Tally the lines in the items below that contain the word "hair", and reply with that number alone.
[DATASET CONTENT start]
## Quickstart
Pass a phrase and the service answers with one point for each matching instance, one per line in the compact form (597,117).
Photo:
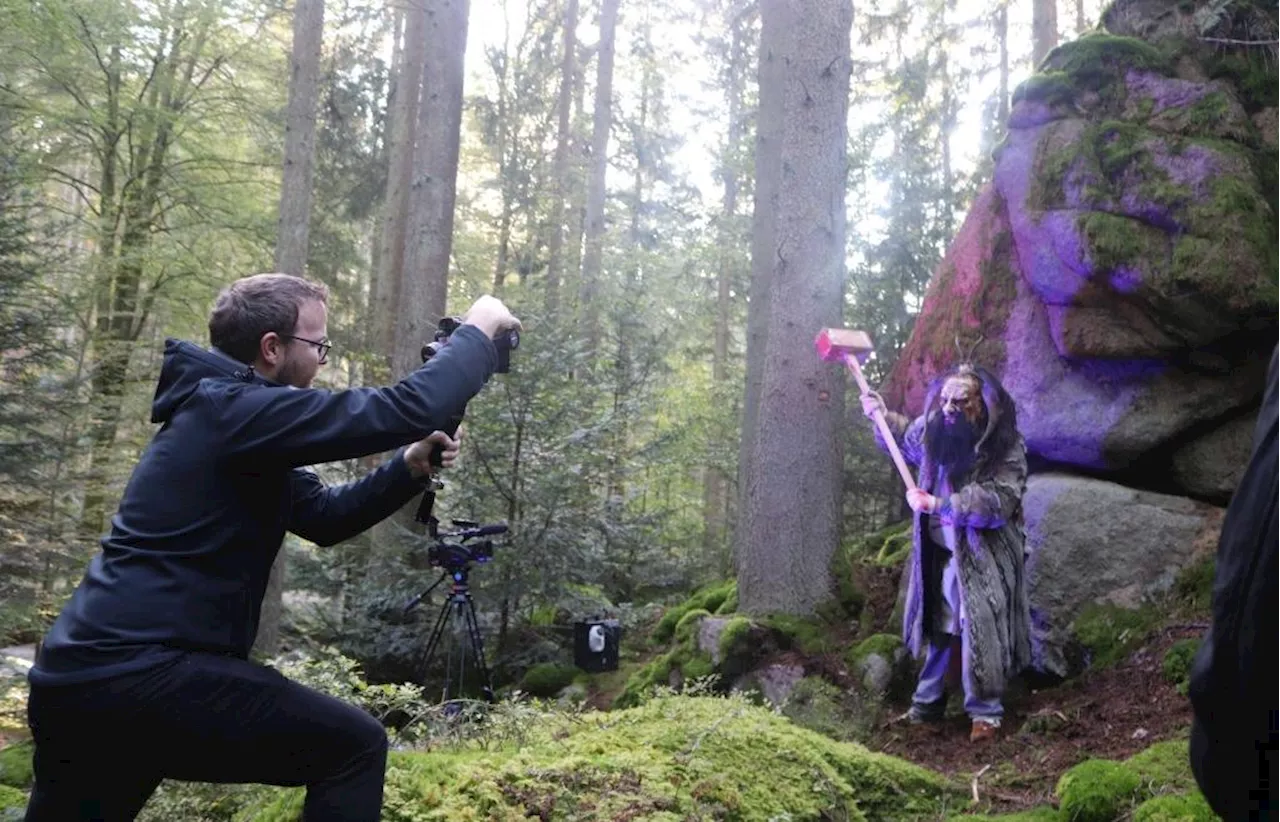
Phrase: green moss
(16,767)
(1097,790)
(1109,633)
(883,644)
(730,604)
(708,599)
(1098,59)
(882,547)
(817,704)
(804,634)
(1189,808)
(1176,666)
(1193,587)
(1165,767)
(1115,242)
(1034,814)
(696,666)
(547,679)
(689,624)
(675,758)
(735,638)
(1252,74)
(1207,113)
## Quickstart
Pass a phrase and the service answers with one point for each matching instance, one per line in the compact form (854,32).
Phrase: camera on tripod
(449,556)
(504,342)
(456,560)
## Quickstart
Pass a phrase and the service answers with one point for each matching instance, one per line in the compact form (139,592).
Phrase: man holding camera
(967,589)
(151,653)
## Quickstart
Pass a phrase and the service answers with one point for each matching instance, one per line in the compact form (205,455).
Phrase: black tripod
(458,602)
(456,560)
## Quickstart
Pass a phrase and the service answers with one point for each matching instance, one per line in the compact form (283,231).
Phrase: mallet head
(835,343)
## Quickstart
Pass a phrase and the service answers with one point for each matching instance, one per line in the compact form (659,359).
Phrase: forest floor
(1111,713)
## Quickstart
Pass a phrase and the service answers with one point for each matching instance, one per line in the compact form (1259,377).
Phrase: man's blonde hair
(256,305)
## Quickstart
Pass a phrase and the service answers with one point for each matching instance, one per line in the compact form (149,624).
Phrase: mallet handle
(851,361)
[DATASET CONTENT end]
[DATASET CONTENT start]
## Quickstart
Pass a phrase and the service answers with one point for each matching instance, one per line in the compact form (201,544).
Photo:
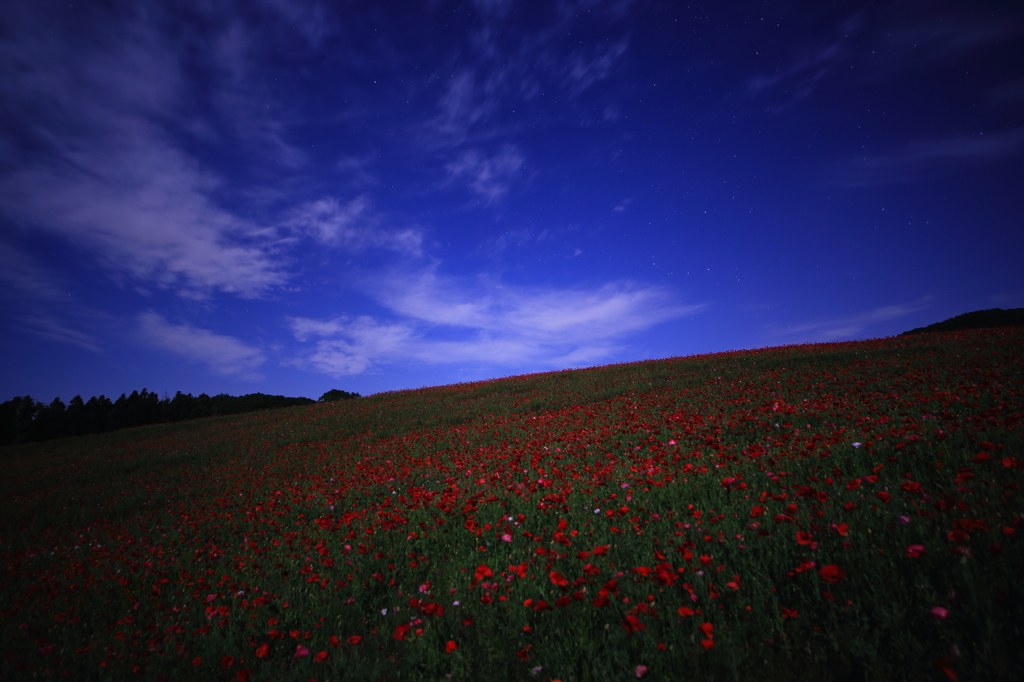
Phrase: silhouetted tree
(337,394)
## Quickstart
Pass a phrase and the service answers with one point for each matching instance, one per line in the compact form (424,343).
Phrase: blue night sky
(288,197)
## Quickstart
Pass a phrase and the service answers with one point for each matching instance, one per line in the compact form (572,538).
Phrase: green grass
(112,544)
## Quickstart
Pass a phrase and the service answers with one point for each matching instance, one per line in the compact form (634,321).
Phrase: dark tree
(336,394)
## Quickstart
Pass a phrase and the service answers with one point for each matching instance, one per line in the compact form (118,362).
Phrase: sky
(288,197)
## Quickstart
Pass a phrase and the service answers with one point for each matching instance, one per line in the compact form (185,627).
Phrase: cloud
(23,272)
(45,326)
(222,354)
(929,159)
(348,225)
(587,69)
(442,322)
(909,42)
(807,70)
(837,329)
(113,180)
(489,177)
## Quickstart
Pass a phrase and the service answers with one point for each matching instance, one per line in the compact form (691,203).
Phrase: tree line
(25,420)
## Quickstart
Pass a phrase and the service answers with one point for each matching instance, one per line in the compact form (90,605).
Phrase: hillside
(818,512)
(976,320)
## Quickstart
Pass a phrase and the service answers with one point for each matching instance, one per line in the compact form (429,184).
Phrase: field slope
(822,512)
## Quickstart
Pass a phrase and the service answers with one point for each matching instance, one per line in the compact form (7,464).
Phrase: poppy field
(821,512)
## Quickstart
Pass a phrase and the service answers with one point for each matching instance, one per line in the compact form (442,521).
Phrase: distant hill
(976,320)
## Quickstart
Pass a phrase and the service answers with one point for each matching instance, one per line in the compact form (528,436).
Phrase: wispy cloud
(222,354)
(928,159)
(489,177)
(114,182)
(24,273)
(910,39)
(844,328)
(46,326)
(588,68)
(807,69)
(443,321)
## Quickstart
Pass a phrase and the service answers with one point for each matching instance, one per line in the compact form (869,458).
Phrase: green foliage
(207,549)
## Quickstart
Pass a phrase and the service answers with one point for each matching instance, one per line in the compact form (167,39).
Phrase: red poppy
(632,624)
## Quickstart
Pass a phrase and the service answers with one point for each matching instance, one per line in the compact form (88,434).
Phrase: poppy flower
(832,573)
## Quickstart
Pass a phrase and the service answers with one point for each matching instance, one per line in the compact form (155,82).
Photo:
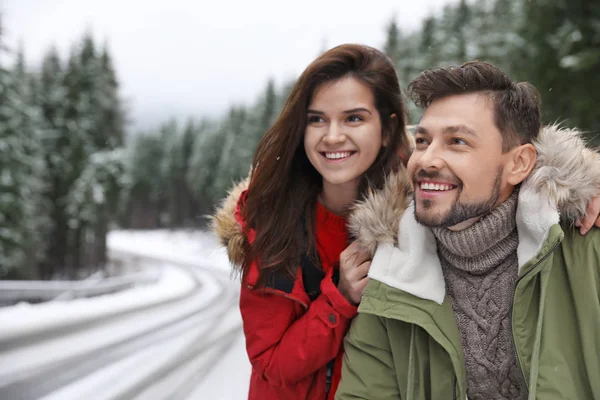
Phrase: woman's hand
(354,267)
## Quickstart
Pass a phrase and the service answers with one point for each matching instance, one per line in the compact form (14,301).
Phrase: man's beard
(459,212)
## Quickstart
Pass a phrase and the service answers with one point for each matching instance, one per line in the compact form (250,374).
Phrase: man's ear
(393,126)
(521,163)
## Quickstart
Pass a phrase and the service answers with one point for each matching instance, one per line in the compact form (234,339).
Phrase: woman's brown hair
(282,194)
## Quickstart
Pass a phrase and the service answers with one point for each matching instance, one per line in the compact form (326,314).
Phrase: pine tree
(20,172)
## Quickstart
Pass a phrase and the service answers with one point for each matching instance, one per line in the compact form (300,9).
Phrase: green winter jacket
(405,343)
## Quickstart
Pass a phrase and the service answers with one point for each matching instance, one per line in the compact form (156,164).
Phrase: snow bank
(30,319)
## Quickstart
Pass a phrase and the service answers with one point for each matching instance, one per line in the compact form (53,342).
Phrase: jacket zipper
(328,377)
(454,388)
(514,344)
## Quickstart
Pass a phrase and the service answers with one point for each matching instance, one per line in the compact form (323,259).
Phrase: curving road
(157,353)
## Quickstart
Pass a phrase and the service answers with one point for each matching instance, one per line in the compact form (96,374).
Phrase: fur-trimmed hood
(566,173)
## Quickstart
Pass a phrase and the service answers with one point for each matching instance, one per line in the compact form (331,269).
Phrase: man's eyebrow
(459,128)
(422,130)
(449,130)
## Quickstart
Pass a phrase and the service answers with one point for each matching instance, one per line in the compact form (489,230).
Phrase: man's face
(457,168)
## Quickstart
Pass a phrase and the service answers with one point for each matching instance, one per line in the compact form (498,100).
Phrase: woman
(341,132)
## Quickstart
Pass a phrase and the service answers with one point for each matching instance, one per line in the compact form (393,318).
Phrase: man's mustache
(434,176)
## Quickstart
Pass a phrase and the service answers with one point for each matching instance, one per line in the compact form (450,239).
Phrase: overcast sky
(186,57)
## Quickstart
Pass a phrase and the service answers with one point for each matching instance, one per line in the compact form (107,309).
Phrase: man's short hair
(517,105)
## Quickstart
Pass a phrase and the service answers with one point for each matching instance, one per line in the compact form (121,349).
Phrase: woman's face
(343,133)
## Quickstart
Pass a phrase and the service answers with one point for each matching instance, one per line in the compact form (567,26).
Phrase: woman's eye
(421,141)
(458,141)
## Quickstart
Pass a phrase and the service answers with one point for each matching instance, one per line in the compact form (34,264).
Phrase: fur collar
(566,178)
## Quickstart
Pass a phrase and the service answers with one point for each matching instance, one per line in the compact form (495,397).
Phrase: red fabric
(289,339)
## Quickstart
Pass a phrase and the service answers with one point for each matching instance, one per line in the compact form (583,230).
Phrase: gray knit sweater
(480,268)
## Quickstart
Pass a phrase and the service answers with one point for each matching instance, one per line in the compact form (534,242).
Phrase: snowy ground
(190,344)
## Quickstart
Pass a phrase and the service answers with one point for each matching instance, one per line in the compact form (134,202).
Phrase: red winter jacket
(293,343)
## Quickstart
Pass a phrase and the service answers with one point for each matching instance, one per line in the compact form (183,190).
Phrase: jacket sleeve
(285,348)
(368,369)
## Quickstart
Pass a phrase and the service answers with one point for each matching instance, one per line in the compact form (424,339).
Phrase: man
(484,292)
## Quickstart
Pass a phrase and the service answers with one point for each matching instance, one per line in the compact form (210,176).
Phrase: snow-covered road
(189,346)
[DATASET CONTENT end]
[DATASET CONTENT start]
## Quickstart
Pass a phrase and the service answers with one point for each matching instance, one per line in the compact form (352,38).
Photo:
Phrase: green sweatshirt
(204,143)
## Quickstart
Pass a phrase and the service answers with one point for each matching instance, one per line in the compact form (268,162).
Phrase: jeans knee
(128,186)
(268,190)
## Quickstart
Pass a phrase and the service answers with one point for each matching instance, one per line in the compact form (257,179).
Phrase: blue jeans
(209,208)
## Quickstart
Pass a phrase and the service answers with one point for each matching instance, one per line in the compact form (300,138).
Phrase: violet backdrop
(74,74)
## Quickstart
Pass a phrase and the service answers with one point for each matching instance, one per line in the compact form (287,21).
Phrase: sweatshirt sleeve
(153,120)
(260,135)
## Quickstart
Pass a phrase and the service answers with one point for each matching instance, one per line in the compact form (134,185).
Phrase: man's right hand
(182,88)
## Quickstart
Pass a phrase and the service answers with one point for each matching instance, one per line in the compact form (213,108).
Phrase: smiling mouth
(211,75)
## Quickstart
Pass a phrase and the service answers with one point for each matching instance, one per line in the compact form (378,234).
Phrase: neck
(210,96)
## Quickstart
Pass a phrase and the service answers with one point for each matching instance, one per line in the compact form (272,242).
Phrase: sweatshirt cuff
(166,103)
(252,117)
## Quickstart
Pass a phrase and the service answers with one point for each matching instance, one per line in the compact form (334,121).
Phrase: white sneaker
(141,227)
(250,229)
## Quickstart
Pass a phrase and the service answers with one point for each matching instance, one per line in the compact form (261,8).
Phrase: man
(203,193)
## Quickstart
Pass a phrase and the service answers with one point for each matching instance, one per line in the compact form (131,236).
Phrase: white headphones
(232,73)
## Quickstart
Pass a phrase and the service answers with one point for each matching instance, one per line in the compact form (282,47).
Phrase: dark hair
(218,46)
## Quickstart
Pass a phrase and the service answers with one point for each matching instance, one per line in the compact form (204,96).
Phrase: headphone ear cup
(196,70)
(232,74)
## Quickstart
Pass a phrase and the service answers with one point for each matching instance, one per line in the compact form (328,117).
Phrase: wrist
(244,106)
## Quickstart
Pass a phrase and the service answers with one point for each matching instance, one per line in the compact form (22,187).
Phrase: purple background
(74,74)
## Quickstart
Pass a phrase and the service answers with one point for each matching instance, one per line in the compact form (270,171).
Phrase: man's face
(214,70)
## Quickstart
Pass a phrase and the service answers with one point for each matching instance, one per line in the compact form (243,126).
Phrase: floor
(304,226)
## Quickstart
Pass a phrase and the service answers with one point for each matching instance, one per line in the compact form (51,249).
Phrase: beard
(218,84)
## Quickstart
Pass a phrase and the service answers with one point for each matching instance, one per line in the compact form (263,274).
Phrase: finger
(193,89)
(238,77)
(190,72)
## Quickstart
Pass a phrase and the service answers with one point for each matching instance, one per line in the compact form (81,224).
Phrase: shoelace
[DATASET CONTENT end]
* _COMPLETE RESPONSE_: 4